STATED EXERCISE.
Rescale the answer point coordinates in the records below by 2.25, rounding each to a whole number with halves rounded up, and leave the requests and their format samples unchanged. Reproduce only the lines beginning at the line that has "wooden floor, written" and stopping after the line that has "x=394 y=213", requests included.
+++
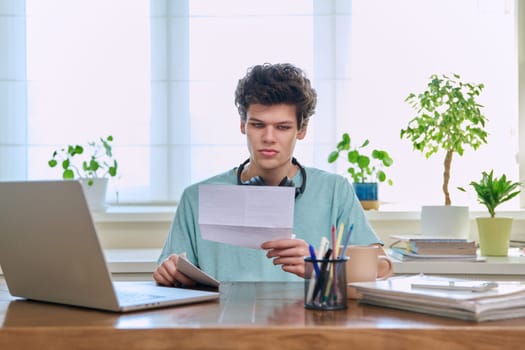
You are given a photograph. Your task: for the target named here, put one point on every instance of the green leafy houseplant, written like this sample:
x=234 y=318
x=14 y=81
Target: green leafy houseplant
x=493 y=191
x=86 y=162
x=447 y=118
x=363 y=166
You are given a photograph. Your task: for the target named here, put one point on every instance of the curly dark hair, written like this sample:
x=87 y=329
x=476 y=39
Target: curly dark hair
x=270 y=84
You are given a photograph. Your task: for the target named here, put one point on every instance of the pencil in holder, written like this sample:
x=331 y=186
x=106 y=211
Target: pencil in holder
x=325 y=284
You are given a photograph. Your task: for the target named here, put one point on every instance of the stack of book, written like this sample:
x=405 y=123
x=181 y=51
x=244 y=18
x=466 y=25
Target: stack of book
x=462 y=299
x=415 y=247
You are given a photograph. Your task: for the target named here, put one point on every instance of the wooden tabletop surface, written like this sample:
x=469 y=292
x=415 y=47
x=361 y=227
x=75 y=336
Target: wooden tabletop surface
x=247 y=316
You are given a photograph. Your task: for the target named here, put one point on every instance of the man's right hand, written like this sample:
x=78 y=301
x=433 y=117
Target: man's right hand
x=166 y=274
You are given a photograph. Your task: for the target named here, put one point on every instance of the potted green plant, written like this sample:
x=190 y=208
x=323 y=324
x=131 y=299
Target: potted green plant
x=494 y=232
x=93 y=164
x=448 y=118
x=365 y=168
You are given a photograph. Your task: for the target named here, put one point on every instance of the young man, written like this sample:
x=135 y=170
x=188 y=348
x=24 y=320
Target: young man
x=275 y=103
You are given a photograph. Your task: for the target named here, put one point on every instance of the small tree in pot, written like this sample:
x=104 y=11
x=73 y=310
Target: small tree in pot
x=448 y=118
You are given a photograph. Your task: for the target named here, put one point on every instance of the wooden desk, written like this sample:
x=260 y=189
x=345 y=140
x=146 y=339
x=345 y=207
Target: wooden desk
x=248 y=316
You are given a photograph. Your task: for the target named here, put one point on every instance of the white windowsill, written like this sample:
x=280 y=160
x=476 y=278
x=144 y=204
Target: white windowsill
x=161 y=213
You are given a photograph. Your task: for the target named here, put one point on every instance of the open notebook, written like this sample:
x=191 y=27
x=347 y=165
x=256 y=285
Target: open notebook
x=49 y=251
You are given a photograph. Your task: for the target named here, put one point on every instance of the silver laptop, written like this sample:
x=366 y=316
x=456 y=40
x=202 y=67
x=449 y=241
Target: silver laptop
x=49 y=251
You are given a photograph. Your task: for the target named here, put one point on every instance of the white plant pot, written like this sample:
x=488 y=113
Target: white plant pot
x=96 y=193
x=445 y=221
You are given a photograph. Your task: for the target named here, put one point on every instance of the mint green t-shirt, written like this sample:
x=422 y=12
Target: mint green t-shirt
x=328 y=199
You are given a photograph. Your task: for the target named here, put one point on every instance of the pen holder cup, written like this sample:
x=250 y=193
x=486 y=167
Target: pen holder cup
x=325 y=284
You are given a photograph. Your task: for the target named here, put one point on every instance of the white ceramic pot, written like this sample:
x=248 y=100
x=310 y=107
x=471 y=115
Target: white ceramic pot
x=445 y=221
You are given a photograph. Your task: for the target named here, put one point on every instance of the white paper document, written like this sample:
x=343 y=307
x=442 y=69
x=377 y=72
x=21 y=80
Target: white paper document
x=246 y=215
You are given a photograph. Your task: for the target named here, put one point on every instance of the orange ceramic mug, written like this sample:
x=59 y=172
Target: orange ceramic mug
x=366 y=264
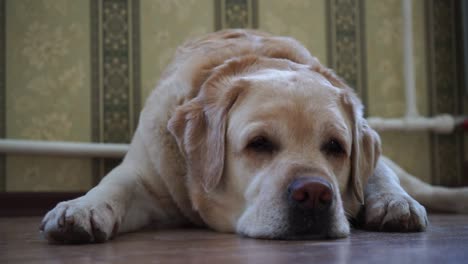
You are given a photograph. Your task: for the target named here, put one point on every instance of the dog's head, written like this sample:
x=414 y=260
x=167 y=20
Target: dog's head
x=275 y=149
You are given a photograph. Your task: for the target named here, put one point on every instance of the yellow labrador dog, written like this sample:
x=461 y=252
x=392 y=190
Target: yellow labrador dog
x=248 y=133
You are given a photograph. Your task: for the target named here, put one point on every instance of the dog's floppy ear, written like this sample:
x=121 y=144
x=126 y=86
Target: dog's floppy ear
x=199 y=127
x=366 y=142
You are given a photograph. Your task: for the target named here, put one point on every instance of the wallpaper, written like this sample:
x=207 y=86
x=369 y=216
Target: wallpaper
x=81 y=71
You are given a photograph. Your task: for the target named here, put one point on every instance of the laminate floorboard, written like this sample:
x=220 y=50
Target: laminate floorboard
x=445 y=241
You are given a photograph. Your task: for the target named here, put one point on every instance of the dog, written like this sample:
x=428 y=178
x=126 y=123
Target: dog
x=248 y=133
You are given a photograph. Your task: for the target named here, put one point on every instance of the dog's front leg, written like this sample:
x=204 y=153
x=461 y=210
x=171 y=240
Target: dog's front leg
x=102 y=212
x=388 y=207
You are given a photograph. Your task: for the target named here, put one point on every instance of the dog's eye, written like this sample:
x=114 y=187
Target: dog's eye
x=333 y=147
x=261 y=144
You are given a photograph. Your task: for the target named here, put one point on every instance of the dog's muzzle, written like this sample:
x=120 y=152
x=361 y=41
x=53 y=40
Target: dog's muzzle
x=310 y=201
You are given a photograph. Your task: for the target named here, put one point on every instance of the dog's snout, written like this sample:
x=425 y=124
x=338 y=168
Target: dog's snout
x=311 y=194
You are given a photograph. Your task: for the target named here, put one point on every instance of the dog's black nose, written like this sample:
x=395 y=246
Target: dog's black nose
x=312 y=194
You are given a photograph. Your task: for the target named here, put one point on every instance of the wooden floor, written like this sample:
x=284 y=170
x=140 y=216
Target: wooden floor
x=446 y=241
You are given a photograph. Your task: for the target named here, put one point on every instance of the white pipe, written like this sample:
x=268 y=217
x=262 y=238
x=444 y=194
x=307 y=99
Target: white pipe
x=64 y=149
x=408 y=69
x=439 y=124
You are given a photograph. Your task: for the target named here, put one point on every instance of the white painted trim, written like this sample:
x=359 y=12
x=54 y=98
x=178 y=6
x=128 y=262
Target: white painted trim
x=63 y=149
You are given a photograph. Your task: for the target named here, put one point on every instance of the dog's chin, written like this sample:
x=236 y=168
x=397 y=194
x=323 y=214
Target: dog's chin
x=291 y=231
x=295 y=235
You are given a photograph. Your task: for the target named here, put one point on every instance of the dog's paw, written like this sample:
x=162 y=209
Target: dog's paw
x=77 y=221
x=394 y=213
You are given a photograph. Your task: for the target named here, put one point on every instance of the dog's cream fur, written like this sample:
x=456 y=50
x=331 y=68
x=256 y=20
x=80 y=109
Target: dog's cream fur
x=190 y=160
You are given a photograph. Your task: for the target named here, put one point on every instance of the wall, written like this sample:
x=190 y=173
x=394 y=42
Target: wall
x=81 y=70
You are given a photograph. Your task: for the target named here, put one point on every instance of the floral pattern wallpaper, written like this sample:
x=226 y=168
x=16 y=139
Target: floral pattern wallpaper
x=47 y=90
x=81 y=70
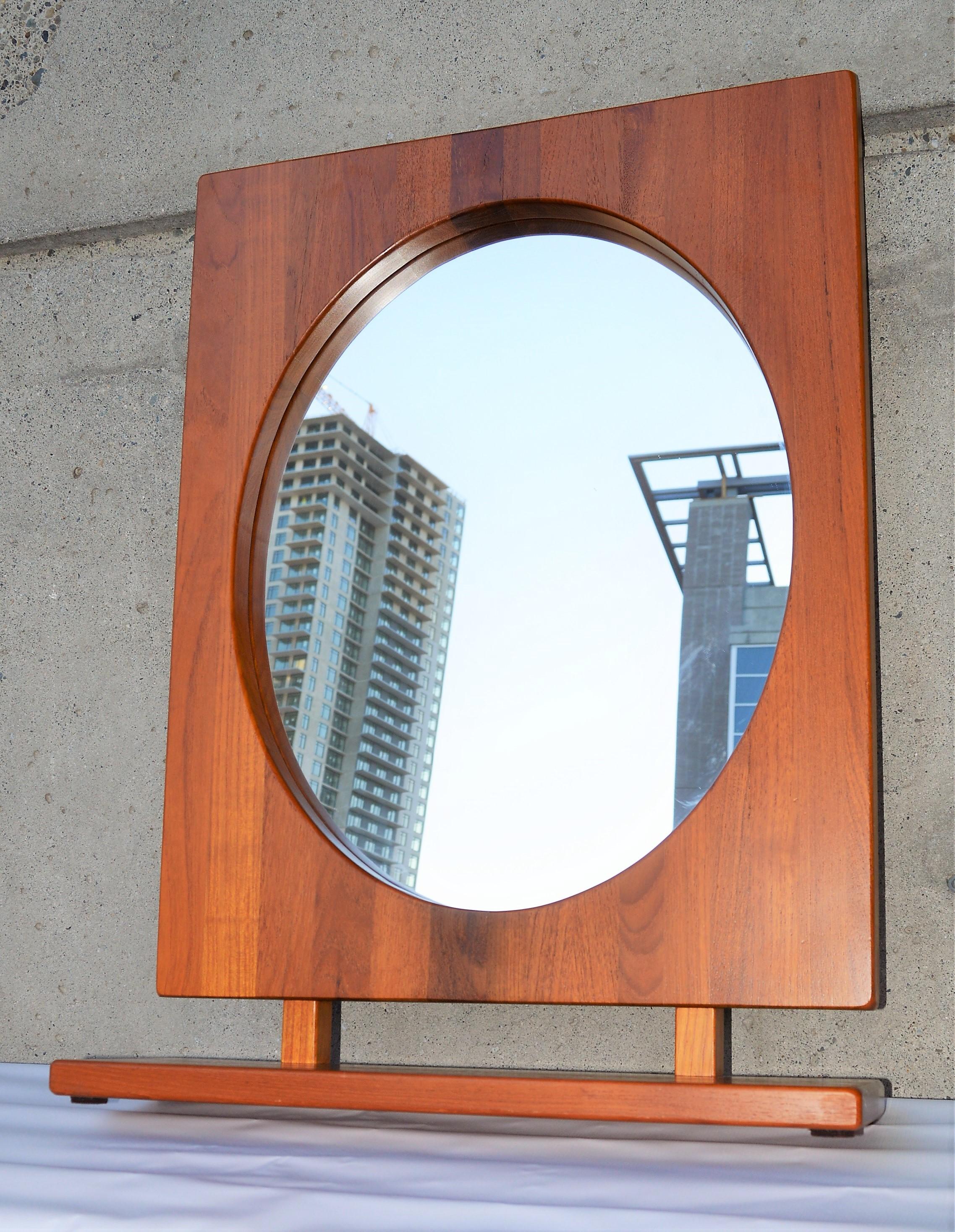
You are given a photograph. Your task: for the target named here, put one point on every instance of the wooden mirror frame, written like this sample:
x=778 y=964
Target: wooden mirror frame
x=766 y=896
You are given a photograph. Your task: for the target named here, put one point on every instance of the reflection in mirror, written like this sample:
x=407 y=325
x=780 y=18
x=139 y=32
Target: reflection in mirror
x=528 y=568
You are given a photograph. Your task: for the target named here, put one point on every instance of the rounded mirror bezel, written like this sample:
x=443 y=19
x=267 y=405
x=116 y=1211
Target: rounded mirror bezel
x=319 y=351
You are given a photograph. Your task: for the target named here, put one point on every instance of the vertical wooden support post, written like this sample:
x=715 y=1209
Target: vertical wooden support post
x=307 y=1033
x=699 y=1045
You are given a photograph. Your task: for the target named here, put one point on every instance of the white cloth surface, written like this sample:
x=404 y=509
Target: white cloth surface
x=183 y=1168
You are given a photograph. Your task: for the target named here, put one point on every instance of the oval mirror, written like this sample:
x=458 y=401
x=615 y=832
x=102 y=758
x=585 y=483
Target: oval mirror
x=528 y=567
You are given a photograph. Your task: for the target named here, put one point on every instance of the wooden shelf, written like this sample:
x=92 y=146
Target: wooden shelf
x=816 y=1104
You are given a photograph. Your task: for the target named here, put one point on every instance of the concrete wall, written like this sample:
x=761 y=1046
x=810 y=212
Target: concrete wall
x=107 y=126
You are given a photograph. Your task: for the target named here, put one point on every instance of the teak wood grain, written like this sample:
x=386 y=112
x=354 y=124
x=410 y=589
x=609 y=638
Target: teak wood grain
x=766 y=895
x=307 y=1033
x=699 y=1043
x=838 y=1106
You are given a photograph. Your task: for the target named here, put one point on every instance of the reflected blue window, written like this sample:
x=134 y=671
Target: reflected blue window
x=748 y=671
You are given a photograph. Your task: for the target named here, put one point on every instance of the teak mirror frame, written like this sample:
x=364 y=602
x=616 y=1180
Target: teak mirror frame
x=766 y=896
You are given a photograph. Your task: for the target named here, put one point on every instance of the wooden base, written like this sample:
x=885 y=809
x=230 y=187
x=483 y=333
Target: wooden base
x=815 y=1104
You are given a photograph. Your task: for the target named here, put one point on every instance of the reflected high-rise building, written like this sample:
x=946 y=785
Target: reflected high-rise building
x=363 y=563
x=733 y=608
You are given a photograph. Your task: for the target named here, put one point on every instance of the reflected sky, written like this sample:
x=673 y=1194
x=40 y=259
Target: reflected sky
x=524 y=375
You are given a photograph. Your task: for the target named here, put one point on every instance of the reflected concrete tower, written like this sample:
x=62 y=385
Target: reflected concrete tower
x=363 y=565
x=733 y=609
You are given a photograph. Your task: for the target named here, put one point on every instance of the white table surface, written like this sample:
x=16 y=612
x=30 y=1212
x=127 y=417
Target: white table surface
x=169 y=1167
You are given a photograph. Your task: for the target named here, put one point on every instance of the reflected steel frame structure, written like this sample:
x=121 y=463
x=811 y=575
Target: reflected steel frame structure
x=730 y=481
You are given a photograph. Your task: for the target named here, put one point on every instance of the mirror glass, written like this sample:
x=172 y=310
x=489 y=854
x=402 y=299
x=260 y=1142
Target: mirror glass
x=528 y=567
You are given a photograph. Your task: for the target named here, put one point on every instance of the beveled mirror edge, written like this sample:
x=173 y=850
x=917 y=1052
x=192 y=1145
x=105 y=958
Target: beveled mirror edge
x=318 y=351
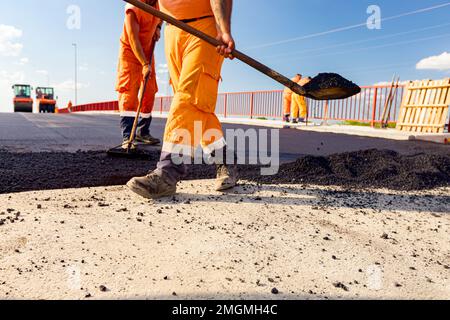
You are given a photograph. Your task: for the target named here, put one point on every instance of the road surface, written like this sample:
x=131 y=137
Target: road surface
x=72 y=132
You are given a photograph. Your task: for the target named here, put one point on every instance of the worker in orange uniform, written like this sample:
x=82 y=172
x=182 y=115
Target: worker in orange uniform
x=195 y=70
x=139 y=32
x=287 y=99
x=299 y=105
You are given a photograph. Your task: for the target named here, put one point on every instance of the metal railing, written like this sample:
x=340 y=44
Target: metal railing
x=365 y=107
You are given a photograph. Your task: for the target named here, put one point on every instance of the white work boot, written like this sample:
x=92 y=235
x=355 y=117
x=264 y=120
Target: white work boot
x=152 y=186
x=227 y=177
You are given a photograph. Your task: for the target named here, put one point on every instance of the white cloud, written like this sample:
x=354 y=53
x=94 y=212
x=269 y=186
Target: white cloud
x=23 y=61
x=42 y=72
x=440 y=62
x=8 y=45
x=70 y=85
x=84 y=67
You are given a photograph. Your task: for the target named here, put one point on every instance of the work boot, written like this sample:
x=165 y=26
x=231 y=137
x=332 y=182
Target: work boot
x=148 y=139
x=125 y=144
x=227 y=177
x=152 y=186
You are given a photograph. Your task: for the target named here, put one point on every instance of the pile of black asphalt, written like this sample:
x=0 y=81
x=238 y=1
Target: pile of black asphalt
x=367 y=169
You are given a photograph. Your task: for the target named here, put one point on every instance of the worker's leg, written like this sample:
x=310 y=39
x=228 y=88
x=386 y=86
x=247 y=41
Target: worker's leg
x=195 y=68
x=287 y=100
x=128 y=84
x=295 y=108
x=303 y=109
x=143 y=130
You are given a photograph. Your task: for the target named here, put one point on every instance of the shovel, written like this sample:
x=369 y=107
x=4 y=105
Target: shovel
x=325 y=86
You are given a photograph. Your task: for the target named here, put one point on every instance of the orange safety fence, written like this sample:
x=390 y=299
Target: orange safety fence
x=365 y=107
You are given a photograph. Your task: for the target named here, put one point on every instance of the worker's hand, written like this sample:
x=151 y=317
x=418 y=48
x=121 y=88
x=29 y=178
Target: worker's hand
x=146 y=71
x=157 y=35
x=228 y=46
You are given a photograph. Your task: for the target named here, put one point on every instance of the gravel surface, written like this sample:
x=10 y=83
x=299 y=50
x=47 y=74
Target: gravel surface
x=256 y=242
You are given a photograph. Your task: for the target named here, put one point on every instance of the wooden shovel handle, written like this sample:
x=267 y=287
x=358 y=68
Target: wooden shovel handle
x=214 y=42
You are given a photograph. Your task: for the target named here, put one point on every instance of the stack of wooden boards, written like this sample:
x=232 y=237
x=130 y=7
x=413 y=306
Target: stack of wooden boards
x=425 y=106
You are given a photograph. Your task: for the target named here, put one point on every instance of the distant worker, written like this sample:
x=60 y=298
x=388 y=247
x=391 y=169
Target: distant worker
x=139 y=31
x=287 y=99
x=195 y=68
x=299 y=106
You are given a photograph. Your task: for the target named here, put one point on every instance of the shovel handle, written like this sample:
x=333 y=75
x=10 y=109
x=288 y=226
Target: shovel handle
x=214 y=42
x=141 y=99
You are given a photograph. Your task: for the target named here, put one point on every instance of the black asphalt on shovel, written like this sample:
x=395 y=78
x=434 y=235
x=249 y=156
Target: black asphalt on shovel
x=130 y=152
x=325 y=86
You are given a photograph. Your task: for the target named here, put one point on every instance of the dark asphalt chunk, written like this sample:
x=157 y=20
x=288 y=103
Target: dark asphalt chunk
x=363 y=169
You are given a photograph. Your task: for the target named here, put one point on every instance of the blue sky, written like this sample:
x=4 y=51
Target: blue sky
x=36 y=45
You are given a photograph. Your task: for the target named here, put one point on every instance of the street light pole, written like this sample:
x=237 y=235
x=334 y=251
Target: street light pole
x=76 y=73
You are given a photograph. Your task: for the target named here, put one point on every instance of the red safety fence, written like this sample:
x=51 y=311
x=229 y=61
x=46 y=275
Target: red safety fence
x=365 y=107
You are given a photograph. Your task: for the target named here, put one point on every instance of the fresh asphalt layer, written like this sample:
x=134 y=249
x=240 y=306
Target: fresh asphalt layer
x=73 y=132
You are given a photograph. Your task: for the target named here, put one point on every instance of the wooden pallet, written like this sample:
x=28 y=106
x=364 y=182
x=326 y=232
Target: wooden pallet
x=425 y=106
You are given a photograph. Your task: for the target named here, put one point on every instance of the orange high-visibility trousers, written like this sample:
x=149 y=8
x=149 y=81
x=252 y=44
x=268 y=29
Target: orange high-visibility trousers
x=129 y=82
x=287 y=101
x=299 y=107
x=194 y=68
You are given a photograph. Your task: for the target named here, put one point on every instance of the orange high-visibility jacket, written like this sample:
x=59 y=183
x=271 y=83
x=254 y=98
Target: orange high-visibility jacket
x=186 y=9
x=129 y=78
x=195 y=68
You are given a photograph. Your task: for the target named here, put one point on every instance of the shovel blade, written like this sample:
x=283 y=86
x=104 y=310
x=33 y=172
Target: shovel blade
x=330 y=86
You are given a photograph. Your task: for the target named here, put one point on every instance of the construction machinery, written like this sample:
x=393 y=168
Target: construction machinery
x=22 y=98
x=46 y=101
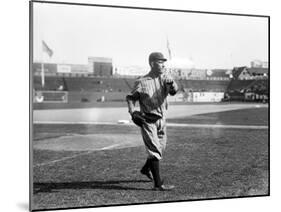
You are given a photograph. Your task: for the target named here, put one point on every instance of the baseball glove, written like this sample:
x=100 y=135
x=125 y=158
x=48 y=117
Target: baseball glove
x=138 y=118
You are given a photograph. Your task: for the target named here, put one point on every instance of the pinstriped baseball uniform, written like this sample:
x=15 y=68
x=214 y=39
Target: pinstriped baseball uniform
x=151 y=91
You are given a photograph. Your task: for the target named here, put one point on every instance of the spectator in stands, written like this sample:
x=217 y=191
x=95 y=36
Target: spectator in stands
x=151 y=92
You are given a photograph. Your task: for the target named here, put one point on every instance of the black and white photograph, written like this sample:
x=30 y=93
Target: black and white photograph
x=136 y=105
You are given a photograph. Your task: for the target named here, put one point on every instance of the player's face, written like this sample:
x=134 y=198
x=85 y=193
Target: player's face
x=158 y=66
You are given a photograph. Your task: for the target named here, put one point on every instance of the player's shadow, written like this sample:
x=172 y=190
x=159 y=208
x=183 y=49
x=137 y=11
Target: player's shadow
x=111 y=185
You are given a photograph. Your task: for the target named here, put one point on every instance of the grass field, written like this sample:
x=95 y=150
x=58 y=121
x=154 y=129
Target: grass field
x=202 y=163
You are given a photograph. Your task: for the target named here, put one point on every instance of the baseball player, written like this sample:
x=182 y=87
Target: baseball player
x=151 y=92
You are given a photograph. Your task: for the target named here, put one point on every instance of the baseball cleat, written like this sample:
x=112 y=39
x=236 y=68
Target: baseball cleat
x=146 y=173
x=164 y=188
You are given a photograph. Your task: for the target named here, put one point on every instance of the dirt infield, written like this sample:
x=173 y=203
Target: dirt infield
x=114 y=114
x=78 y=165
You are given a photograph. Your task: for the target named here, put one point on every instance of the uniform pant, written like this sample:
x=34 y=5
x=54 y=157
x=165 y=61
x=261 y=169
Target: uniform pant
x=155 y=138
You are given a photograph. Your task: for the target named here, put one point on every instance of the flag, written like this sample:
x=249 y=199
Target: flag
x=169 y=50
x=47 y=49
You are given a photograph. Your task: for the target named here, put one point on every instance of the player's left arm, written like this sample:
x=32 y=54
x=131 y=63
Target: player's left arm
x=172 y=86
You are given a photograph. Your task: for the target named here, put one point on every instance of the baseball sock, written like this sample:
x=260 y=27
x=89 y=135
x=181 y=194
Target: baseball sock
x=147 y=165
x=156 y=172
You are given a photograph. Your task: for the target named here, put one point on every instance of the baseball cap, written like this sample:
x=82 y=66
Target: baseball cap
x=156 y=56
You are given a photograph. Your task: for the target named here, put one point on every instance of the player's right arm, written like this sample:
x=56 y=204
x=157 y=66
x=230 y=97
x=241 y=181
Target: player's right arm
x=133 y=97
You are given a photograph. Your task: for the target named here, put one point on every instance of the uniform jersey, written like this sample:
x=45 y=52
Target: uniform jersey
x=152 y=92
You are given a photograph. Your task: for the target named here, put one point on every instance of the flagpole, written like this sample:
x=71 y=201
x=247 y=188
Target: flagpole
x=42 y=75
x=42 y=71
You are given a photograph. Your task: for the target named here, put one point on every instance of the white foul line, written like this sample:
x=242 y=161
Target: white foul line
x=74 y=156
x=168 y=124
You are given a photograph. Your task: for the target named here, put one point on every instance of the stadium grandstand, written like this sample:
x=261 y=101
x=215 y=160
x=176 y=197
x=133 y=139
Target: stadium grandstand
x=76 y=84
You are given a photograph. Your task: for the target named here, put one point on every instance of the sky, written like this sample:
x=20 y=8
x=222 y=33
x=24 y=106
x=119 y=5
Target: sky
x=128 y=36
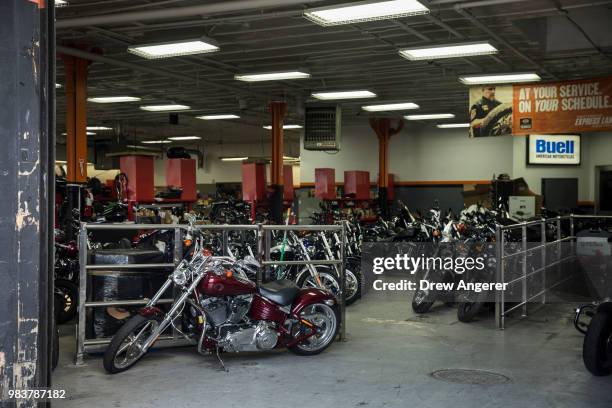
+++
RESPONSE TO THE EXERCISE.
You are given a photograph. Your task: for the target named here, put one point on every instance of the wooden floor, written like this sample:
x=284 y=170
x=140 y=216
Target: wooden floor
x=1004 y=542
You are given a photograph. Your task: for the target named here, put one point on every instance of the white pipe, written like this sample:
x=268 y=217
x=262 y=238
x=444 y=194
x=307 y=99
Target: white pipe
x=144 y=335
x=918 y=155
x=988 y=279
You are given a photograph. Your task: for the target named here, put one point on every instance of the white painted trim, written like this sample:
x=359 y=12
x=54 y=98
x=178 y=6
x=128 y=262
Target: white painted trim
x=142 y=335
You are given a photograph. Your task: for the target named here, put one point on every instance of the dog's chin, written like this sample:
x=236 y=168
x=397 y=194
x=323 y=214
Target: dog's chin
x=655 y=520
x=664 y=529
You are given a photograph. Your task: for the target named here, put one point on every instance of the dog's paw, written like this sample:
x=162 y=209
Target: dog's paw
x=173 y=497
x=887 y=479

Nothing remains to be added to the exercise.